### WHAT THIS TASK INVOLVES
Could the data underneath be repeated exactly, in full?

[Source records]
*-*-*
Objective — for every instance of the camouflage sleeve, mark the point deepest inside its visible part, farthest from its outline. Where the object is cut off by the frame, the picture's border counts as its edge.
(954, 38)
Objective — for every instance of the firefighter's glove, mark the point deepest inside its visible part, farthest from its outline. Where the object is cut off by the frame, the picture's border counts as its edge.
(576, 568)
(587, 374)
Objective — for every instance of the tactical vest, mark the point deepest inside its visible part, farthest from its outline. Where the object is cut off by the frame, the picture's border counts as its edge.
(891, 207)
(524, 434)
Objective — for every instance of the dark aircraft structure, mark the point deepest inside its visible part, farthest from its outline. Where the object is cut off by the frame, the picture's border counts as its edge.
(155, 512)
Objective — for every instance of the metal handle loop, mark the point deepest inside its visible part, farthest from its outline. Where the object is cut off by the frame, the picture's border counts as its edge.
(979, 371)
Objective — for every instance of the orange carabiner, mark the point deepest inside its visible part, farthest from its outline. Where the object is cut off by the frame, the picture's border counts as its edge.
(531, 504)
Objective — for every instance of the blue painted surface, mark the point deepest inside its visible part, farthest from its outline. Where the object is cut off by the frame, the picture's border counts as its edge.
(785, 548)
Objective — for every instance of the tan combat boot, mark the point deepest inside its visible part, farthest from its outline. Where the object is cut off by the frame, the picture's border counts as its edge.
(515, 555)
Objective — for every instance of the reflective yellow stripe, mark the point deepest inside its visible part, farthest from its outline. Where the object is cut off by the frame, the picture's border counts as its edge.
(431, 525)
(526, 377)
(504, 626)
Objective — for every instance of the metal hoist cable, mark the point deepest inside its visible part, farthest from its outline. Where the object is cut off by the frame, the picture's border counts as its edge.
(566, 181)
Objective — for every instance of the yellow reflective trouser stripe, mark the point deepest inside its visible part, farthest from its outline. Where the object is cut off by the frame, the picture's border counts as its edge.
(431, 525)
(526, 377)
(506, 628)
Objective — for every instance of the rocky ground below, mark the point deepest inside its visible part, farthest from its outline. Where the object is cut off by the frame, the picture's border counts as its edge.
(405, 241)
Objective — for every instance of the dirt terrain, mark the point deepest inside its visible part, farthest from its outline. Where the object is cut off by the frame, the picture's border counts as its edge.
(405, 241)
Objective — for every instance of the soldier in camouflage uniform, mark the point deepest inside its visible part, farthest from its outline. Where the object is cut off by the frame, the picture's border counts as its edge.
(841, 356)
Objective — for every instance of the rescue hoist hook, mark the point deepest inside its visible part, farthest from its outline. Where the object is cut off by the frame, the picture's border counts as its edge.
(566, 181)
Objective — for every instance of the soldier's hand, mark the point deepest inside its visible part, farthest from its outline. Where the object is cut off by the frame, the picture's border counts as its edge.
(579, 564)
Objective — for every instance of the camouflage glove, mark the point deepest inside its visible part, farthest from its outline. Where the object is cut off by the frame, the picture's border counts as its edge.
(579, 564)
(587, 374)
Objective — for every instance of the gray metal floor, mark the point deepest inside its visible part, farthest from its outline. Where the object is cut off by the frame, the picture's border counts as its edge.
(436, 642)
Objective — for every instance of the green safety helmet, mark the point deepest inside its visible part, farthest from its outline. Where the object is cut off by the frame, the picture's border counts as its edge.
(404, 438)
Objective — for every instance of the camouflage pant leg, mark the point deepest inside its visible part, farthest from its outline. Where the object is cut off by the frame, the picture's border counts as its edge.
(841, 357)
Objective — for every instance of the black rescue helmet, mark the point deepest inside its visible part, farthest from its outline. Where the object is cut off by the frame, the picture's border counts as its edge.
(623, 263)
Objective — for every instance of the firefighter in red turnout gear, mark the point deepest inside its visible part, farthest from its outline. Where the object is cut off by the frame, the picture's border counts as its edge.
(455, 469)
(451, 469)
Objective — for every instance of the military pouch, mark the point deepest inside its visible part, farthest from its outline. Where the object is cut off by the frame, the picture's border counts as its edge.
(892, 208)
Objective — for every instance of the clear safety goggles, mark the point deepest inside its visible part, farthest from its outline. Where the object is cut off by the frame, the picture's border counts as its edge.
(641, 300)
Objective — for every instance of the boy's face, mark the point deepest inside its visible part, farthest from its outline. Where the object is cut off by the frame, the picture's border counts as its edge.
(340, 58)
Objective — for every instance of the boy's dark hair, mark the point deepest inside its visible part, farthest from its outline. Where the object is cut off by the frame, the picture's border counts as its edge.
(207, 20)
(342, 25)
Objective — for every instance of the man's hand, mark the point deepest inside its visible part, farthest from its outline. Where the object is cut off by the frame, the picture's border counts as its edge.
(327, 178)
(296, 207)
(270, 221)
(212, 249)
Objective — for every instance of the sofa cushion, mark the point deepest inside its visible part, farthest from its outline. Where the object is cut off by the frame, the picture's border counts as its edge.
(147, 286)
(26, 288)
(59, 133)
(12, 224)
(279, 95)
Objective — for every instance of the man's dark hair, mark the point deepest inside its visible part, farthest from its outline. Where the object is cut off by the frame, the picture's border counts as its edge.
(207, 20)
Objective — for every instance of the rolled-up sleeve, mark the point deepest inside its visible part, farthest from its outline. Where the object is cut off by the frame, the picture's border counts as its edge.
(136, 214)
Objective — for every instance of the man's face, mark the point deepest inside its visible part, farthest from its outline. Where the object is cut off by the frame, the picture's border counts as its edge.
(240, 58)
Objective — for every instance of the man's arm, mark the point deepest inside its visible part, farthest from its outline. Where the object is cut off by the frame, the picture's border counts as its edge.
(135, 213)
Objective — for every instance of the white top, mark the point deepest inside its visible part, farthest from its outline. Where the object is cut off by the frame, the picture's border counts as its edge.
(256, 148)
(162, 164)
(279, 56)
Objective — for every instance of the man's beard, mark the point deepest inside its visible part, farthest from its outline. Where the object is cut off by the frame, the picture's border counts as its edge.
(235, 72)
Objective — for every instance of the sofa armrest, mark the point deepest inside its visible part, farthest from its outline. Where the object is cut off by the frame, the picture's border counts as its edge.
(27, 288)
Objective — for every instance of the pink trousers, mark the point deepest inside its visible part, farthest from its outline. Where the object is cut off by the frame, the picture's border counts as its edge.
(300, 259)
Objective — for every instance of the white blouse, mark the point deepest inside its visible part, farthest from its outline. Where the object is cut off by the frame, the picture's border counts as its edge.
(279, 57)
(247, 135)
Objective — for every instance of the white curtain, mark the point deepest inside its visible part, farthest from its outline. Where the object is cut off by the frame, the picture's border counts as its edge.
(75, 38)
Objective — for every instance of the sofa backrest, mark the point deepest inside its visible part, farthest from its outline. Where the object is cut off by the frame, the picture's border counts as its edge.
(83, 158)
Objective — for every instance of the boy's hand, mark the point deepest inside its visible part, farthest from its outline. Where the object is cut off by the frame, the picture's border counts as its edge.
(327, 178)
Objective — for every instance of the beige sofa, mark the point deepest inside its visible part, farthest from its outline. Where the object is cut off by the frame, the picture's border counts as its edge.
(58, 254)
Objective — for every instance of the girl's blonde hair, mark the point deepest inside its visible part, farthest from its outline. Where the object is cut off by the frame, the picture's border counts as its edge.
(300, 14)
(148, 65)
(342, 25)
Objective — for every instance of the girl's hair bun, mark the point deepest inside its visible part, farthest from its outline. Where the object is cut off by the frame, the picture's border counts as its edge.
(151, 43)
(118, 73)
*-*-*
### RESPONSE
Objective — for every instance of the camouflage sleeve, mark the point deepest inside its visible part, farthest from its outline. Where the object is cut off by the frame, the picture's border counts as its edge.
(954, 38)
Objective — for every instance of the firefighter's glove, mark the point deepest inside its visible part, farthest from its outline. Where the object is cut off by the frame, the picture's border counts as its edge.
(576, 568)
(587, 374)
Objective — for every instance of the tactical vest, mark the point deepest inside its visible part, farthest from its outline. Where the object is cut off by the frame, the picture's border counts as its edge.
(891, 207)
(524, 434)
Objective — for every instance of the dark aircraft structure, mark the point deepest inside its visible part, farthest from its outline. Where the object is cut off by the frame, the picture's border counts as its edge.
(155, 512)
Objective — for every instance of the metal handle loop, mark the point deepest inside its visible part, farthest from its outline. Where the object is cut off by the frame, the picture's border counts as its edge.
(979, 371)
Objective — for every instance of the orange carabiner, mark the point deepest inside its visible part, farthest from its outline. Where the object is cut off by the frame, the picture's border counts as its edge.
(531, 504)
Objective — for every instance of the blue painted surface, mark the point deepest inside its visible part, farthest from its outline. Where the object is cut off by the frame, the picture's border counts as its edge.
(785, 548)
Objective — for every instance of the tan combat boot, mark the point deepest inside its visible part, farthest from its outline. Where the object is cut off by the frame, the picture's border counts as its edge.
(515, 555)
Objective — for every instance of the reflective yellow stripe, mark the point deepest inside its visible part, farthest from its outline. Where the object is cut off by the frame, the picture's border counts as its edge.
(431, 525)
(526, 377)
(504, 626)
Objective — for every instance of the metal hoist cable, mark the point deepest inside its visible part, farthest from its outline. Where the object is cut off by the frame, the picture's border counts as its edge.
(566, 181)
Objective — for every instance of the yellow reflective trouser stripe, mark the point deepest inside its visible part, farthest from its outline. Where the object is cut off by the frame, the picture's border counts as its edge.
(431, 525)
(526, 377)
(506, 628)
Objective — for every instance of the rocky ground below, mark the point deepest inside its visible part, farthest from its outline. Where the object is cut off by the frame, the picture's border counts as its edge.
(405, 241)
Objective — for every instance of the dirt terrain, mark the point deepest inside its visible part, farthest from its outline. Where the object is cut off by the frame, the picture's border counts as its edge.
(405, 241)
Objective — for every instance of the soldier in camouflage uniform, mark the point deepest inside its visible part, farthest from its outline. Where the object is cut off by the frame, the picture's border counts as its edge.
(841, 356)
Objective — for every instance of the rescue hoist hook, mark the point deepest inside its visible part, farthest from its outline. Where the object is cut off by the frame, the picture's border counts as its edge.
(566, 181)
Objective — for every instance of the soldier's hand, mark the point deepest inside its visible part, farthest from its outline. Where the object is cut off by the frame, the picture's border counts as its edge.
(579, 564)
Objective — for every instance of the camouflage glove, mark the point deepest inside its visible part, farthest from its outline. Where the object is cut off by the frame, the picture's border counts as its edge.
(579, 564)
(587, 374)
Objective — for every instance of the gray metal floor, mark the point deepest inside its visible part, farthest from its outline. Where the object is cut off by the frame, the picture's border counts as its edge.
(436, 642)
Objective — for every instance of the green safety helmet, mark the point deepest inside its visible part, farthest from its outline. Where the object is cut off by the frame, the picture's border counts as its edge.
(404, 438)
Objective — for every instance of the camouflage pant leg, mark the point deepest inside its visible part, farthest from its outline. Where the object is cut off by the frame, the picture's border counts as its edge.
(841, 357)
Objective — for every instance of the black rescue helmet, mark the point deepest inside its visible part, farthest from its outline. Where the object is cut off by the frame, the picture's border counts as its edge.
(623, 263)
Objective — for every instance of the firefighter in red turnout gear, mark the point deepest inside its visible part, farthest from its outline. Where the object is cut off by the frame, the picture's border counts as its edge.
(455, 469)
(451, 469)
Objective — for every instance of the military pouch, mark the point deepest inside its visible part, farthest from its outline. Where the object is cut off by the frame, the picture's border counts as its edge.
(892, 208)
Objective — for every instance of the clear safety goggles, mark the point deepest inside its visible part, farthest from its outline. Where the object is cut off by the frame, the picture's border counts as its edge.
(641, 300)
Objective — for every instance of the boy's face, mark the point deepest inside its visible part, farthest from its outline. Where the object is cut off by the frame, the picture's border counts as its edge.
(340, 58)
Objective — for every instance of the boy's dark hair, mark the point deepest inside its visible part, farthest from its outline. Where the object is cut off by the frame, the picture's border counts as its edge.
(207, 20)
(342, 25)
Objective — for every instance of the man's hand, mark the point deepest inside its visible part, farthest from its outline. Where the object is cut off by the frame, the picture's border counts as its edge.
(327, 178)
(296, 207)
(270, 221)
(212, 249)
Objective — for every instance of the sofa cushion, mark the point deepest inside its visible part, farthest from its outline. Where the object is cut off by the frame, the picture's border counts as its edge.
(147, 286)
(26, 288)
(59, 133)
(12, 224)
(279, 95)
Objective — for every instance of the man's dark hair, mark the point deepest inside its visible part, farthest from its outline. Where the object is cut off by the frame, the picture's border counts as its edge.
(207, 20)
Objective — for every instance of the rolled-up sleeve, mark the point deepest inside its visible part, farthest from its outline. Where the object is cut off by the frame, the picture's border counts as its edge.
(136, 214)
Objective — for every instance of the man's face, mark the point deepest inside its visible part, farthest from its outline. Where the object is cut off by the frame, the picture's border counts as its edge.
(240, 58)
Objective — for every instance of the man's arm, mark the point deepest inside its visible part, farthest from its outline. Where the object is cut off by the frame, the picture's border counts as its edge.
(135, 213)
Objective — for every instance of the white top, mark the point deepest inside its visible part, farthest from its outline. Where the object is cut off by the frame, the picture's border counts as its edge.
(256, 148)
(162, 164)
(279, 56)
Objective — for every instance of the man's beard, mark the point deepest inside its visible part, farthest from its outline. Where the object is cut off by the frame, the picture's border counts as its edge.
(235, 72)
Objective — for every instance of the sofa armrest, mark the point deepest inside its visible part, farthest from its outline. Where the object is cut off by the frame, the picture's border counts as its edge.
(27, 288)
Objective — for every instance of the pink trousers, mark the point deepest inside its visible part, farthest from its outline. Where the object is cut off by the frame, the picture's border counts as its edge.
(300, 259)
Objective — for every instance of the white blouse, mark the point deepest inside its visible part, farthest from its outline. Where the object is cut off by the frame, the picture's border counts as its edge.
(279, 57)
(247, 135)
Objective — for every instance of the white curtain, mark the point deepest inside its visible part, farthest from its outline. Where the object is cut off by the frame, the picture's border counts as its edge.
(75, 38)
Objective — for every instance of the sofa backrest, mark the point deepest inside its visible part, farthest from its outline. Where the object is cut off by the frame, the picture's border counts as its edge.
(83, 158)
Objective — for every instance of the boy's hand, mark the point deepest inside its visible part, farthest from its outline. Where the object is cut off by the frame, the picture's border counts as its edge.
(327, 178)
Objective — for every instance of the beige sofa, mark the point deepest inside its visible part, farthest from its outline. Where the object is cut off by the frame, the picture's border counts as its edge.
(58, 254)
Objective — for every instance of the girl's blonde hair, mark the point deepest inside its visible part, farthest from its outline. Where the object is cut off by the frame, the picture's border counts as its edge.
(300, 14)
(148, 65)
(342, 25)
Objective — for every instance of the girl's hair bun, mark the point deepest inside its visible part, farthest from its outline. Where the object is cut off by the frame, the picture's border counts as its edge.
(151, 43)
(118, 73)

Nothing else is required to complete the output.